Copy the records below without a single change.

-- Begin --

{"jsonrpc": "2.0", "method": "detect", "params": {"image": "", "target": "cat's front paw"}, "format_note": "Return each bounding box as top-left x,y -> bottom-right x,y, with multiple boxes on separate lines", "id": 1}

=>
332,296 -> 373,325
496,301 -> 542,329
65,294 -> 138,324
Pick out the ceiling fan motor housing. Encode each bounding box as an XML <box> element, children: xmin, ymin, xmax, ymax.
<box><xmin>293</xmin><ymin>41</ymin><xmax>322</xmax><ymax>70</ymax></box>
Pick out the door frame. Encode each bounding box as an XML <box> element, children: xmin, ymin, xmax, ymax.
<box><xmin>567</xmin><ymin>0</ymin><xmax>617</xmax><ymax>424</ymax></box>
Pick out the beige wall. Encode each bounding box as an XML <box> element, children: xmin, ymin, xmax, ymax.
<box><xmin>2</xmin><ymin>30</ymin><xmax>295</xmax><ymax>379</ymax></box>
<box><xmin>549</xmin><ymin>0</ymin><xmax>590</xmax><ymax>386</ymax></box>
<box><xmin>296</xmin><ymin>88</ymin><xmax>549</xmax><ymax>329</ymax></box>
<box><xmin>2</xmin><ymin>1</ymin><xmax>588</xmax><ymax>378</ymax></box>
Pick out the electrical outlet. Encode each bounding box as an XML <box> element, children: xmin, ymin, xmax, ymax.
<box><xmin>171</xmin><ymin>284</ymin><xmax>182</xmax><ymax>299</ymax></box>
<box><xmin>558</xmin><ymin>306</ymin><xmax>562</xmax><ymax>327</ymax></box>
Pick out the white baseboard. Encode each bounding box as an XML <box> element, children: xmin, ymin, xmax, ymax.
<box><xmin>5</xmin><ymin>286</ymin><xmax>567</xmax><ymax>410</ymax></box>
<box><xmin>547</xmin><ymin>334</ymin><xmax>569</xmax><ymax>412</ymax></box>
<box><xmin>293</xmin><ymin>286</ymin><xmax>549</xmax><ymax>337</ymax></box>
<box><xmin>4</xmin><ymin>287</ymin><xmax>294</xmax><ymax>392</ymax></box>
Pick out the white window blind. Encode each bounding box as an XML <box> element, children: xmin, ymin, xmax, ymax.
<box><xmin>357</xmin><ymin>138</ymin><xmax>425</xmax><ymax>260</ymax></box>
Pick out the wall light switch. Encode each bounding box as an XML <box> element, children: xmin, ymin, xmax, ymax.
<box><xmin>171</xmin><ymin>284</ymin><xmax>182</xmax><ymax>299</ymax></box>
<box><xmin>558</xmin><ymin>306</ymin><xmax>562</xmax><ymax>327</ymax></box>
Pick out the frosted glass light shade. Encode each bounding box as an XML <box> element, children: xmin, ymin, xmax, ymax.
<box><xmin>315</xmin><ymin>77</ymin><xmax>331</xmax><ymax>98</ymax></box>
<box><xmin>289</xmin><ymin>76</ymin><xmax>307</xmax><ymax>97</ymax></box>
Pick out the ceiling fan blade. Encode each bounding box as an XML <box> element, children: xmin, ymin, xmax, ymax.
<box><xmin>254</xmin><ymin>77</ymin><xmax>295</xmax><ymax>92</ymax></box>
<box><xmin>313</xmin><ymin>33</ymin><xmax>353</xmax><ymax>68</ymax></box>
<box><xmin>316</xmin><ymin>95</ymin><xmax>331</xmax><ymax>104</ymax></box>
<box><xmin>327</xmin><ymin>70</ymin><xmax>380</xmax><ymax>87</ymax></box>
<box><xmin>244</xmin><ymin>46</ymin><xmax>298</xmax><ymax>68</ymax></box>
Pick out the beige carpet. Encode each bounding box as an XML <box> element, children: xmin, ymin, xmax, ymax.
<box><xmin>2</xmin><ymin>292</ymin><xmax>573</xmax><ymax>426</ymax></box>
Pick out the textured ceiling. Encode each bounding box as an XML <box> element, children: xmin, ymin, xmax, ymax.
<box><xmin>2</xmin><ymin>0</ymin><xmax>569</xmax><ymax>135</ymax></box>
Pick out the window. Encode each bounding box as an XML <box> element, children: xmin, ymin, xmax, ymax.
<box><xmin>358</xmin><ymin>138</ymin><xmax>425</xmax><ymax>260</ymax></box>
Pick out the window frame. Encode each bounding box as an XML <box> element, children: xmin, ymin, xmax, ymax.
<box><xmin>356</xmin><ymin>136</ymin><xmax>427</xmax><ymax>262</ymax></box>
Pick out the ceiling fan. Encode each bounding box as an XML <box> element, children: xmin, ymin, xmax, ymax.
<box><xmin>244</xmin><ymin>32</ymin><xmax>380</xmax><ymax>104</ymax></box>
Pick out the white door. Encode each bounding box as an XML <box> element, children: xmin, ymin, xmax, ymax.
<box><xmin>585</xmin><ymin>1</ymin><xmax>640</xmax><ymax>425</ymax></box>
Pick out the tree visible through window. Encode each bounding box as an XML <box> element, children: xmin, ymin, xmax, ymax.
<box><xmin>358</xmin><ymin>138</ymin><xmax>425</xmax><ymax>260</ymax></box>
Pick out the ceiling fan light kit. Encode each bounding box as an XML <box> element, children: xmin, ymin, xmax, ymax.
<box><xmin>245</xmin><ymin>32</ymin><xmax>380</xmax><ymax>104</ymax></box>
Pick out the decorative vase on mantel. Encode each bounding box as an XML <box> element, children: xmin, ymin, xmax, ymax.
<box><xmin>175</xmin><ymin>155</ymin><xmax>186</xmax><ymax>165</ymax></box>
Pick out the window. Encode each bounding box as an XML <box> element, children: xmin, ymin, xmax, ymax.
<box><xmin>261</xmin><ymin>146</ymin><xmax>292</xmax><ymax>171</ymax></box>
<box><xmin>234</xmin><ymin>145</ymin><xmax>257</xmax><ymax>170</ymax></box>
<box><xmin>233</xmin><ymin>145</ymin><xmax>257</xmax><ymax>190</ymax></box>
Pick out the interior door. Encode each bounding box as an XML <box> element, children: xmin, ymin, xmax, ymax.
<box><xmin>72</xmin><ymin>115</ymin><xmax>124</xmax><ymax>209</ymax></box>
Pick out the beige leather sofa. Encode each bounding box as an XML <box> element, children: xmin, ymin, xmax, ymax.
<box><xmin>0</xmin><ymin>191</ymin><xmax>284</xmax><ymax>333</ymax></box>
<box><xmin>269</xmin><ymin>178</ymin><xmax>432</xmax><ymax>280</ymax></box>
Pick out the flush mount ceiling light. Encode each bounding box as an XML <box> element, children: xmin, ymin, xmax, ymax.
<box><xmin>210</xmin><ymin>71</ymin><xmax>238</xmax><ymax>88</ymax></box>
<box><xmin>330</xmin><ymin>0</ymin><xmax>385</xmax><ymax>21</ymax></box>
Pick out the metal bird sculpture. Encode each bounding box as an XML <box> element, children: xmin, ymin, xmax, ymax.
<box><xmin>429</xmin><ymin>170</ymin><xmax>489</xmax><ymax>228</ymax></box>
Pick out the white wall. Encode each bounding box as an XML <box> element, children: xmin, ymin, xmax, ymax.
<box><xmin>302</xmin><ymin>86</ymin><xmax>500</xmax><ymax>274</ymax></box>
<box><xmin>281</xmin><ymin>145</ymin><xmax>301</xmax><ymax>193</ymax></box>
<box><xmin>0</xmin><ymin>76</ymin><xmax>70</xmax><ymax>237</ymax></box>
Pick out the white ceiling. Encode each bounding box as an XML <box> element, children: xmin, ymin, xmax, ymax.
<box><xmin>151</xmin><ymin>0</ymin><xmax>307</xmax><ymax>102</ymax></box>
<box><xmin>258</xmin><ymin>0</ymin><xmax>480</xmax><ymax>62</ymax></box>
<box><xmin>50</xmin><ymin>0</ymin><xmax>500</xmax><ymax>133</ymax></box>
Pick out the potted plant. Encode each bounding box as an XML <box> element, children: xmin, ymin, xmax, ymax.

-- End --

_Worked answer:_
{"jsonrpc": "2.0", "method": "detect", "params": {"image": "", "target": "cat's front paw"}, "format_note": "Return each bounding box as top-left x,y -> bottom-right x,y, with multiple boxes on separate lines", "id": 1}

=>
332,296 -> 373,325
496,301 -> 542,329
65,294 -> 138,324
Pick out the ceiling fan motor housing. Encode each bounding box as an XML <box> element, children: xmin, ymin, xmax, ymax.
<box><xmin>293</xmin><ymin>41</ymin><xmax>322</xmax><ymax>70</ymax></box>
Pick out the door frame. Encode each bounding box as an XML <box> element, children: xmin, ymin, xmax, ymax.
<box><xmin>567</xmin><ymin>0</ymin><xmax>617</xmax><ymax>424</ymax></box>
Pick out the beige wall. Encode each bounding box as an XML <box> element, children: xmin, ymin, xmax, ymax.
<box><xmin>2</xmin><ymin>30</ymin><xmax>295</xmax><ymax>379</ymax></box>
<box><xmin>549</xmin><ymin>0</ymin><xmax>590</xmax><ymax>386</ymax></box>
<box><xmin>296</xmin><ymin>88</ymin><xmax>549</xmax><ymax>329</ymax></box>
<box><xmin>2</xmin><ymin>1</ymin><xmax>588</xmax><ymax>378</ymax></box>
Pick out the electrical outlet. Encode each bounding box as an XML <box> element, children: xmin, ymin, xmax, ymax.
<box><xmin>171</xmin><ymin>284</ymin><xmax>182</xmax><ymax>299</ymax></box>
<box><xmin>558</xmin><ymin>306</ymin><xmax>562</xmax><ymax>327</ymax></box>
Pick out the white baseboard. Encode each bounding box as an XML <box> element, children: xmin, ymin, xmax, ymax.
<box><xmin>5</xmin><ymin>286</ymin><xmax>567</xmax><ymax>410</ymax></box>
<box><xmin>547</xmin><ymin>334</ymin><xmax>569</xmax><ymax>412</ymax></box>
<box><xmin>293</xmin><ymin>286</ymin><xmax>549</xmax><ymax>337</ymax></box>
<box><xmin>4</xmin><ymin>287</ymin><xmax>294</xmax><ymax>392</ymax></box>
Pick out the white window blind. Encode each bounding box as an XML <box> element, children: xmin, ymin, xmax, ymax.
<box><xmin>357</xmin><ymin>138</ymin><xmax>425</xmax><ymax>260</ymax></box>
Pick out the wall light switch. Encode each bounding box as an XML <box> element, children: xmin, ymin, xmax, ymax.
<box><xmin>171</xmin><ymin>284</ymin><xmax>182</xmax><ymax>299</ymax></box>
<box><xmin>558</xmin><ymin>306</ymin><xmax>562</xmax><ymax>327</ymax></box>
Pick out the frosted glass light shade. Encode each bounding box as an XML <box> element, children: xmin, ymin, xmax, ymax.
<box><xmin>315</xmin><ymin>77</ymin><xmax>331</xmax><ymax>98</ymax></box>
<box><xmin>289</xmin><ymin>76</ymin><xmax>307</xmax><ymax>97</ymax></box>
Pick out the ceiling fan blade. Encode each bounding box as an XML <box> element, children: xmin, ymin, xmax, ymax.
<box><xmin>254</xmin><ymin>77</ymin><xmax>295</xmax><ymax>92</ymax></box>
<box><xmin>313</xmin><ymin>33</ymin><xmax>353</xmax><ymax>68</ymax></box>
<box><xmin>316</xmin><ymin>95</ymin><xmax>331</xmax><ymax>104</ymax></box>
<box><xmin>327</xmin><ymin>70</ymin><xmax>380</xmax><ymax>87</ymax></box>
<box><xmin>244</xmin><ymin>46</ymin><xmax>298</xmax><ymax>68</ymax></box>
Pick out the beige carpet. Encode each bounding box as an XML <box> element, children: xmin, ymin, xmax, ymax.
<box><xmin>2</xmin><ymin>292</ymin><xmax>573</xmax><ymax>426</ymax></box>
Pick out the textured ceiling. Encode each bounding box as an XML <box> element, children: xmin, ymin, xmax, ymax.
<box><xmin>2</xmin><ymin>0</ymin><xmax>569</xmax><ymax>135</ymax></box>
Pick out the window. Encode each bounding box as an XML <box> element, children: xmin, ymin, xmax, ymax.
<box><xmin>358</xmin><ymin>138</ymin><xmax>425</xmax><ymax>260</ymax></box>
Pick out the window frame. Encode each bounding box as an XML <box> element, children: xmin, ymin, xmax, ymax.
<box><xmin>356</xmin><ymin>136</ymin><xmax>427</xmax><ymax>262</ymax></box>
Pick out the ceiling fan. Encode each bounding box as an XML <box> element, children: xmin, ymin, xmax, ymax.
<box><xmin>244</xmin><ymin>32</ymin><xmax>380</xmax><ymax>104</ymax></box>
Pick out the white door. Encode each bounding box as an XML <box> element, children: xmin, ymin, xmax, ymax.
<box><xmin>585</xmin><ymin>1</ymin><xmax>640</xmax><ymax>425</ymax></box>
Pick out the tree visible through window. Encode each bounding box as an XML <box> element, children: xmin, ymin, xmax, ymax.
<box><xmin>358</xmin><ymin>138</ymin><xmax>425</xmax><ymax>260</ymax></box>
Pick out the ceiling fan light kit. Encode each bounding box as an XML <box> element, children: xmin, ymin, xmax, ymax.
<box><xmin>245</xmin><ymin>32</ymin><xmax>380</xmax><ymax>104</ymax></box>
Pick out the decorative vase on mantel. Encode each bounding box as an XML <box> element, children: xmin, ymin, xmax, ymax.
<box><xmin>175</xmin><ymin>155</ymin><xmax>186</xmax><ymax>165</ymax></box>
Pick out the window. Encode each bounding box as an XML <box> element, children: xmin, ymin, xmax, ymax.
<box><xmin>261</xmin><ymin>146</ymin><xmax>292</xmax><ymax>171</ymax></box>
<box><xmin>234</xmin><ymin>145</ymin><xmax>257</xmax><ymax>170</ymax></box>
<box><xmin>233</xmin><ymin>145</ymin><xmax>257</xmax><ymax>190</ymax></box>
Pick out the interior door. Encode each bounding box as an XML <box> element, children: xmin, ymin, xmax, ymax.
<box><xmin>72</xmin><ymin>115</ymin><xmax>124</xmax><ymax>209</ymax></box>
Pick out the beige leather sofa. Encode each bounding box as an XML <box> element, children: xmin, ymin, xmax, ymax.
<box><xmin>0</xmin><ymin>191</ymin><xmax>284</xmax><ymax>333</ymax></box>
<box><xmin>269</xmin><ymin>178</ymin><xmax>432</xmax><ymax>280</ymax></box>
Pick out the flush mount ceiling light. Encode each bounding box as an XML <box> element, children: xmin, ymin, xmax, ymax.
<box><xmin>210</xmin><ymin>71</ymin><xmax>238</xmax><ymax>88</ymax></box>
<box><xmin>330</xmin><ymin>0</ymin><xmax>385</xmax><ymax>21</ymax></box>
Pick out the metal bird sculpture. Encode each bounding box as an XML <box> element, children: xmin, ymin, xmax, ymax.
<box><xmin>429</xmin><ymin>170</ymin><xmax>489</xmax><ymax>228</ymax></box>
Pick out the white wall. Encode each bounding box as an XML <box> element, children: xmin, ymin, xmax, ymax.
<box><xmin>302</xmin><ymin>86</ymin><xmax>500</xmax><ymax>274</ymax></box>
<box><xmin>281</xmin><ymin>145</ymin><xmax>301</xmax><ymax>193</ymax></box>
<box><xmin>0</xmin><ymin>76</ymin><xmax>70</xmax><ymax>237</ymax></box>
Pick out the white ceiling. Encode each bounding box as an XML <box> element, children: xmin, ymin, xmax, ymax.
<box><xmin>151</xmin><ymin>0</ymin><xmax>307</xmax><ymax>102</ymax></box>
<box><xmin>258</xmin><ymin>0</ymin><xmax>480</xmax><ymax>62</ymax></box>
<box><xmin>50</xmin><ymin>0</ymin><xmax>500</xmax><ymax>133</ymax></box>
Pick out the potted plant. Encode each bounding box as an XML <box> element, children: xmin, ymin, xmax, ymax.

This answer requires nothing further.